## TEXT BLOCK:
## Start
Thursday, December 17, 2015

Threat Spotlight: Holiday Greetings from Pro PoS – Is your payment card data someone else’s Christmas present?

The post was authored by Ben Baker and Earl Carter.

Payment cards without an EMV chip have reached their end-of-life. Point of Sale (PoS) malware, such as PoSeidon, has continued to threaten businesses. The news is continually filled with stories of payment card data being stolen through a breach in the company’s PoS system. From high-end hotels to large retail firms, threat actors are attacking PoS systems in the attempt to capture payment card data. PoS Malware is just another threat category that Talos is monitoring and developing defenses against. In this post, we will examine the functionality of Pro PoS so that you can better understand how this malware can be used to exfiltrate payment card information and potentially other valuable information from your network.
## End
## DATASET SECTION:
## Start
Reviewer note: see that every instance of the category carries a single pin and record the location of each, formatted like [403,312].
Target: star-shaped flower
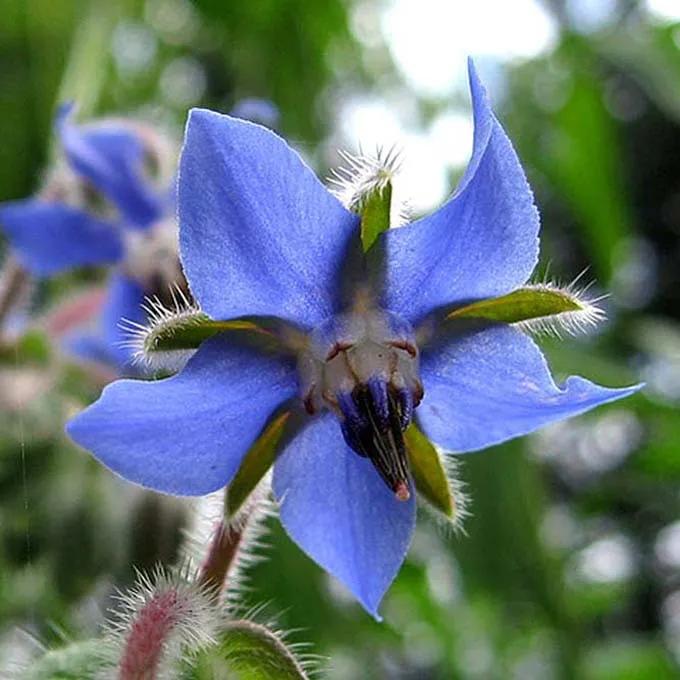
## End
## YOUR TASKS:
**a)** List every person and every organization named in the Pro PoS post.
**b)** From the Pro PoS post, quote the passage starting with "Payment cards without" and going on through "from your network.", word for word.

## SOLUTIONS IN ORDER:
**a)** Ben Baker, Earl Carter, Talos

**b)**
Payment cards without an EMV chip have reached their end-of-life. Point of Sale (PoS) malware, such as PoSeidon, has continued to threaten businesses. The news is continually filled with stories of payment card data being stolen through a breach in the company’s PoS system. From high-end hotels to large retail firms, threat actors are attacking PoS systems in the attempt to capture payment card data. PoS Malware is just another threat category that Talos is monitoring and developing defenses against. In this post, we will examine the functionality of Pro PoS so that you can better understand how this malware can be used to exfiltrate payment card information and potentially other valuable information from your network.